[Extracted data entries]
--

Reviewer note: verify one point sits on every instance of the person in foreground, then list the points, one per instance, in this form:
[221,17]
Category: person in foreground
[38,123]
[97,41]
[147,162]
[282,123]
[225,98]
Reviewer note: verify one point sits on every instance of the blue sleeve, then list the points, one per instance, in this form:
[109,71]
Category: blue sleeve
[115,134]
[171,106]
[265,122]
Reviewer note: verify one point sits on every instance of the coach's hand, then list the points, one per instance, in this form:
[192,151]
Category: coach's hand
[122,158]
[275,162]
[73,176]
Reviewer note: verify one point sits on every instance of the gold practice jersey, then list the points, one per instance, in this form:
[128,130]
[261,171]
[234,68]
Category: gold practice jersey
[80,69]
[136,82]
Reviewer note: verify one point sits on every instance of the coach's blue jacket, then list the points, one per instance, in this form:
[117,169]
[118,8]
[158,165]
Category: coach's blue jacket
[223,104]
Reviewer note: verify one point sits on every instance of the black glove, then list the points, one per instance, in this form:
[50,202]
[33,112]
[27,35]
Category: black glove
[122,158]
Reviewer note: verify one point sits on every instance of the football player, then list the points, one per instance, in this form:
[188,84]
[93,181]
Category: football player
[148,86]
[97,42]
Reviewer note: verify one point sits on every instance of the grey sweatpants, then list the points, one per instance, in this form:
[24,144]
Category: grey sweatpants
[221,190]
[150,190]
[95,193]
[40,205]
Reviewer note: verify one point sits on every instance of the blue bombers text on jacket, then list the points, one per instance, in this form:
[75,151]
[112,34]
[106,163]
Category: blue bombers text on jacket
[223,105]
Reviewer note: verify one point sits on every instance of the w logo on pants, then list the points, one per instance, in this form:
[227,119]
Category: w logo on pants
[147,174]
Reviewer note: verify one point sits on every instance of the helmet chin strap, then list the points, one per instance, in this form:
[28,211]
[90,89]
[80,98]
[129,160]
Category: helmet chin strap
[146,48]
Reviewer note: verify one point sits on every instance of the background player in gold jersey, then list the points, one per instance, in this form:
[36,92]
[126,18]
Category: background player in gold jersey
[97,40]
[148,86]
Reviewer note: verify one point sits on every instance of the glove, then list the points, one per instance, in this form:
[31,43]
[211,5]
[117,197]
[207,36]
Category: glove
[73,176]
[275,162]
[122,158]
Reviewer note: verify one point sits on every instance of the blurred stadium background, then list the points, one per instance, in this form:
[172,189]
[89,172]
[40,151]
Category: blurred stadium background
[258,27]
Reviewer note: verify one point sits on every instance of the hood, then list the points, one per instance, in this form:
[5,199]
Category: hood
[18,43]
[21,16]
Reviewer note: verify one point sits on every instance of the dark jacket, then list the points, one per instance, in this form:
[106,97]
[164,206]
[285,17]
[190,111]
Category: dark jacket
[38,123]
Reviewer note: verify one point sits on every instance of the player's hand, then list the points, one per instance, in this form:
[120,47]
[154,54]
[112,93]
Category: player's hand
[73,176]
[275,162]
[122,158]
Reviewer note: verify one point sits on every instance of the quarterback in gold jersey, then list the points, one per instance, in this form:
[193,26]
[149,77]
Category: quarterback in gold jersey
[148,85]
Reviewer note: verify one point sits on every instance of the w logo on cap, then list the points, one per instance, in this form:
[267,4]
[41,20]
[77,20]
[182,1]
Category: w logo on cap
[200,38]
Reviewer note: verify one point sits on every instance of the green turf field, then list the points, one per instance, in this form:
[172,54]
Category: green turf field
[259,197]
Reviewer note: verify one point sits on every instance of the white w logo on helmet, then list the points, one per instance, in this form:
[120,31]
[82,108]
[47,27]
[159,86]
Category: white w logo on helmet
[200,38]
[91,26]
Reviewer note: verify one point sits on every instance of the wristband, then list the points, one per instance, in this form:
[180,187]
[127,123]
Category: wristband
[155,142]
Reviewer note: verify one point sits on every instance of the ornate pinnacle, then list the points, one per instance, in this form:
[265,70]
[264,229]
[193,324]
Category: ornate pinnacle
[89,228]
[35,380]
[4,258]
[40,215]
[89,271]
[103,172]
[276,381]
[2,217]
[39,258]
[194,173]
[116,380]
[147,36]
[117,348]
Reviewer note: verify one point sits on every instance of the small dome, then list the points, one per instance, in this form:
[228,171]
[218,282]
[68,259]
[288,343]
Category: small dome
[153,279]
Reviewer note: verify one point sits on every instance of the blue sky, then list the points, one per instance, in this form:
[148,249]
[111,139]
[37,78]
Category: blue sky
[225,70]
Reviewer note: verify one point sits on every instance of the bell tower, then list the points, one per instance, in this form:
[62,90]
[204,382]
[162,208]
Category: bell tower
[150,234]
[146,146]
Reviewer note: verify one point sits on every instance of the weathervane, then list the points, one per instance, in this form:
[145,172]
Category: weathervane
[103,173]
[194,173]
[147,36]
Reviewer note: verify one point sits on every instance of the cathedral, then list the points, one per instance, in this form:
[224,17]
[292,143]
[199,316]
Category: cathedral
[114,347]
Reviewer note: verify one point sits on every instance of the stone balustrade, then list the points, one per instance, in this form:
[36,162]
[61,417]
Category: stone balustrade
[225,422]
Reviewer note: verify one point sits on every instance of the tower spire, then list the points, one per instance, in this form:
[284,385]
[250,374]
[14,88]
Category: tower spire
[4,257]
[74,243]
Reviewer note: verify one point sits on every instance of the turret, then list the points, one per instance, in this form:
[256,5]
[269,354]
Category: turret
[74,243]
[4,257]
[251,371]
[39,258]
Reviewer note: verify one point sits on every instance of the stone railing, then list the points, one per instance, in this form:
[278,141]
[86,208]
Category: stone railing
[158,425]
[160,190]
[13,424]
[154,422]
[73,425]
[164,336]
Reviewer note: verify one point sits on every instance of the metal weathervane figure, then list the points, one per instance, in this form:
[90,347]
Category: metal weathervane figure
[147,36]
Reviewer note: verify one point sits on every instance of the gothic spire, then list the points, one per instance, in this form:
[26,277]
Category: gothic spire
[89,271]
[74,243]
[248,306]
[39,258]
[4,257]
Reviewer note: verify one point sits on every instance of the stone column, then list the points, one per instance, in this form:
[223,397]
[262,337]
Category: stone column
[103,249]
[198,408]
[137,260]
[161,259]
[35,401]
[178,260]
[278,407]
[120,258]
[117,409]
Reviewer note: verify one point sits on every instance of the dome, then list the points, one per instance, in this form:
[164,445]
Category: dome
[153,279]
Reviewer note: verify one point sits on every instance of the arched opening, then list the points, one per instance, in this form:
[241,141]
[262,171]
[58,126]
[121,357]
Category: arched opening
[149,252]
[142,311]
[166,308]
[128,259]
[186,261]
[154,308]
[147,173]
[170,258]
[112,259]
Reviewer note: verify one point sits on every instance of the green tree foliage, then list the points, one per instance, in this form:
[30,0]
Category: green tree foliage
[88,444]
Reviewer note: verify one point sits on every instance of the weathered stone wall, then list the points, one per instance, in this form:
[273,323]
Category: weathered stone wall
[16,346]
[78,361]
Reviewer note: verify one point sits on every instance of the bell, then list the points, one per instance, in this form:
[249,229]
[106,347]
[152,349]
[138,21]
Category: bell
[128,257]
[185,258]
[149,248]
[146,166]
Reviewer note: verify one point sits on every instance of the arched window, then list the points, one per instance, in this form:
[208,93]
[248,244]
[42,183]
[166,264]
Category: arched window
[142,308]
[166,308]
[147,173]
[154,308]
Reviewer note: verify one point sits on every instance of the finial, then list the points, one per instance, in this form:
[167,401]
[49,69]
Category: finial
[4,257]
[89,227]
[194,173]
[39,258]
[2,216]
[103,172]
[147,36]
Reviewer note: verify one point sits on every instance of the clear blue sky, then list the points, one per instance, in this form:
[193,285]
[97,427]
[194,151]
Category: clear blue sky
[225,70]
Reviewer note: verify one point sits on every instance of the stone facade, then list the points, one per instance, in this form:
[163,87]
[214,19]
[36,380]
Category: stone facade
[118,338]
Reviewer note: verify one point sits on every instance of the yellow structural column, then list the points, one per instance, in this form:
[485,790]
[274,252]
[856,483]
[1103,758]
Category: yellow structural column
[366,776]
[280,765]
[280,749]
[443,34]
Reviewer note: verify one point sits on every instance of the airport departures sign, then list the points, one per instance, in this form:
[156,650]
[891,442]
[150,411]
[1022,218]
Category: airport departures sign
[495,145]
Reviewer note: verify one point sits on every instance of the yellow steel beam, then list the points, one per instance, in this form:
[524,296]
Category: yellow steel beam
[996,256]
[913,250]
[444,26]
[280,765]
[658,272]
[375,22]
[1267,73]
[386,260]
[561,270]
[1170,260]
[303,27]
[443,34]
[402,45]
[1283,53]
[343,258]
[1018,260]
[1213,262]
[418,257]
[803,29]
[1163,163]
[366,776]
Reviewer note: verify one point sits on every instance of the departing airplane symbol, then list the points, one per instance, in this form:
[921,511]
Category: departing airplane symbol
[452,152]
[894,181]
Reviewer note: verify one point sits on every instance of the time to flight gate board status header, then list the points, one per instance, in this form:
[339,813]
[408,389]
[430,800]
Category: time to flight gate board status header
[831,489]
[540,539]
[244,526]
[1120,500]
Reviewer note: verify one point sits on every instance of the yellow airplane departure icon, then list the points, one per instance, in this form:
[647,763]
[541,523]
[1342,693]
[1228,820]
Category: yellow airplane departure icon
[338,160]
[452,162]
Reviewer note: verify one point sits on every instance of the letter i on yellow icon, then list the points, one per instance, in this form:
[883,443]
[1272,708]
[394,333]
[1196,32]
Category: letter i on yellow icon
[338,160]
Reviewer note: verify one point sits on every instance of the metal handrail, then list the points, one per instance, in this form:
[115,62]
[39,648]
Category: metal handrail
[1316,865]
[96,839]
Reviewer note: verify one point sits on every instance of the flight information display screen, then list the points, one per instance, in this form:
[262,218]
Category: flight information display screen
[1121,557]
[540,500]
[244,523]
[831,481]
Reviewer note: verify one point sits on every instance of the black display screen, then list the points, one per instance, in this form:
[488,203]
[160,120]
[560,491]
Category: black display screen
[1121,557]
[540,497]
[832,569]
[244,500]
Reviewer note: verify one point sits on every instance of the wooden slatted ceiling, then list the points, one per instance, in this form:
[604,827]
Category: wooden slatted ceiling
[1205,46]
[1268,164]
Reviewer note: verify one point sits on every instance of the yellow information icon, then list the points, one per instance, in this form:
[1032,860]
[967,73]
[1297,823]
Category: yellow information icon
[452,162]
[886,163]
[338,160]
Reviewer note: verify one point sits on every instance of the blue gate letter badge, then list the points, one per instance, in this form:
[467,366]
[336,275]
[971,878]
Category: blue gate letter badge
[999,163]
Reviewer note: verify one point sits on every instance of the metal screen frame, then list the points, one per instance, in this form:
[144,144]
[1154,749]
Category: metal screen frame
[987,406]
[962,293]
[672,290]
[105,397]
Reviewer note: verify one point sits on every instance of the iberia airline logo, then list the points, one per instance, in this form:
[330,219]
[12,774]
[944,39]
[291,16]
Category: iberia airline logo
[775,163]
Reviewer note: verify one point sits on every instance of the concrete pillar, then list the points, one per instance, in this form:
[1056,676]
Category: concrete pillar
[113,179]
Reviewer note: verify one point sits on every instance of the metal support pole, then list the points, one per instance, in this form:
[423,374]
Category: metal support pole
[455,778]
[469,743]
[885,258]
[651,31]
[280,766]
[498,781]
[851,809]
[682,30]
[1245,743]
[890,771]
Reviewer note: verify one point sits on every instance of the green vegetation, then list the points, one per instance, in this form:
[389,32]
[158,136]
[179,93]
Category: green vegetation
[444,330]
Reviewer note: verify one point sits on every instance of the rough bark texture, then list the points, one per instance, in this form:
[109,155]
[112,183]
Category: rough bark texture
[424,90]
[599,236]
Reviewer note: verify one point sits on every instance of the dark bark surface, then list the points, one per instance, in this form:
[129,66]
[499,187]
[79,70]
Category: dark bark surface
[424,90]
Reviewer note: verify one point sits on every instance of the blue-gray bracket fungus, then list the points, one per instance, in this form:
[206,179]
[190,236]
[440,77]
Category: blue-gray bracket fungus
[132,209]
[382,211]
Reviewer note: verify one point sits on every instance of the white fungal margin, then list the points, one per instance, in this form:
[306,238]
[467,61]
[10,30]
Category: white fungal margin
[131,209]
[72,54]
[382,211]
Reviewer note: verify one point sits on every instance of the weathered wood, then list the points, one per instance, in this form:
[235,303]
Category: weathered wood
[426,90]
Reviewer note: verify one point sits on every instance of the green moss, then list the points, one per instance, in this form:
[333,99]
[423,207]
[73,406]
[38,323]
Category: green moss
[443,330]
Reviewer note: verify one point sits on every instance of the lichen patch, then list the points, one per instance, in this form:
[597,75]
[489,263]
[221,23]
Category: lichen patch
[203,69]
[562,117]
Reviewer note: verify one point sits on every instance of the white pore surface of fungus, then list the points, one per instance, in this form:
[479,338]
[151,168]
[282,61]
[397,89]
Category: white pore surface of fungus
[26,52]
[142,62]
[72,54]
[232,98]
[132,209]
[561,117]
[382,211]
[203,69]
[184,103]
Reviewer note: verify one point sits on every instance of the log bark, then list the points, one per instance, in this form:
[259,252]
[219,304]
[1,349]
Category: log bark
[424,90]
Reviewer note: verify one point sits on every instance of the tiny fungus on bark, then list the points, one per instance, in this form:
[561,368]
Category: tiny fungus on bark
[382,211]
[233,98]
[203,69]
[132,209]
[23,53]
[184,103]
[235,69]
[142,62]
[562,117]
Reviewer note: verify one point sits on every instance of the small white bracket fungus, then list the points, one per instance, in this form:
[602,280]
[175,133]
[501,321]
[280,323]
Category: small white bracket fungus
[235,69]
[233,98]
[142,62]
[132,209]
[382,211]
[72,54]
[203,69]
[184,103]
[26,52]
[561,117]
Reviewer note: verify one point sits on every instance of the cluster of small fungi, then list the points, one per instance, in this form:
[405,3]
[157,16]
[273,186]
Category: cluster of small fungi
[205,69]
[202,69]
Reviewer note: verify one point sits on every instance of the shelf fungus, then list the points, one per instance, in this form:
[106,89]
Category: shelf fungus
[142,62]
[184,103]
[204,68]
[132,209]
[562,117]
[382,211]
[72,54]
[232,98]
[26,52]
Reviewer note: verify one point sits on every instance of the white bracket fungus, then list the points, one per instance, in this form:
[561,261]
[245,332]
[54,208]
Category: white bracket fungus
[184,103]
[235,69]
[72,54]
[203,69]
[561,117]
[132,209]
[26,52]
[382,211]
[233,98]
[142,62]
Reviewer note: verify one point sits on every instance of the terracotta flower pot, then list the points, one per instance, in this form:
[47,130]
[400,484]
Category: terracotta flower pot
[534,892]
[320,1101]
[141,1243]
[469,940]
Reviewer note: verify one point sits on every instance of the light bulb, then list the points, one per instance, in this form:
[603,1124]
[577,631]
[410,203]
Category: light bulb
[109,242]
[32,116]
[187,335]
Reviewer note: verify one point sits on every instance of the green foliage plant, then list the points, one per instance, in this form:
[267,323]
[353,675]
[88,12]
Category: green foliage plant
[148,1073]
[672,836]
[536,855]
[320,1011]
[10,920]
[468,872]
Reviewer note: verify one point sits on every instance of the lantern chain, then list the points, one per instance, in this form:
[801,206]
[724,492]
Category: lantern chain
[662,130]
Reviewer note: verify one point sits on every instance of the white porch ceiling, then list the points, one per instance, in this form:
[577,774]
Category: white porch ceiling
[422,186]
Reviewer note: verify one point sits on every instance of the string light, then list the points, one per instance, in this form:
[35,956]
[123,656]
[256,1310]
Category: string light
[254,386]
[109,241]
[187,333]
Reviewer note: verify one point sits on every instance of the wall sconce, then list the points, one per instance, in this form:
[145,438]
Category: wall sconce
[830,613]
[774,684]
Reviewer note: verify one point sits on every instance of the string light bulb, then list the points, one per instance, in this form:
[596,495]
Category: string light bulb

--

§ What is being asked:
Begin with the line containing "of the shelf" and repeat each line exactly until the records above end.

§ Expected output:
Reviewer note: verify one point sits on every instance of the shelf fungus, then list the points, one per instance, in this form:
[106,89]
Category: shelf fungus
[142,62]
[184,103]
[204,68]
[132,209]
[562,117]
[382,211]
[72,54]
[232,98]
[26,52]
Reviewer note: verify one point sits on every instance of the white bracket fungus, then list the points, one per instance, in this form:
[561,261]
[245,332]
[54,208]
Category: white bracket fungus
[184,103]
[235,69]
[72,54]
[203,69]
[561,117]
[132,209]
[26,52]
[382,211]
[233,98]
[142,62]
Reviewer note: verify one point sits on every instance of the terracotta flower pot, then list the points, one per instance, in this form:
[47,130]
[400,484]
Category: terracotta flower pot
[534,892]
[320,1101]
[141,1243]
[469,940]
Reviewer note: verify one point sits on every instance of the light bulb, then list the points, one per instance, in this form:
[603,1124]
[577,631]
[410,203]
Category: light bulb
[109,242]
[32,116]
[187,335]
Reviewer note: verify one point sits on every instance of the green foliage plant, then list the points, one per instance, in this form:
[267,323]
[353,675]
[88,12]
Category: green foliage plant
[148,1073]
[672,836]
[536,855]
[320,1011]
[10,920]
[468,872]
Reviewer note: verify one point sits on every instance of the lantern chain, then list the points, one per instance, in this form:
[801,206]
[724,492]
Category: lantern chain
[662,130]
Reviewer note: verify one point sits on every instance of the white porch ceiling, then list the points, one per instance, in this form:
[577,774]
Category: white porch ceiling
[422,186]
Reviewer note: verify one point sits on every instance of the string light, then list the points, one per instance, in this form:
[35,956]
[123,656]
[256,1310]
Category: string light
[254,386]
[109,241]
[187,333]
Reviewer note: verify one point sits on every instance of the wall sconce, then list the points, one per instance, in this form:
[145,438]
Category: wall sconce
[830,613]
[774,684]
Reviewer note: verify one point sits on every instance of the string light bulb, then list the points, one per instance, in this form:
[596,495]
Category: string light bulb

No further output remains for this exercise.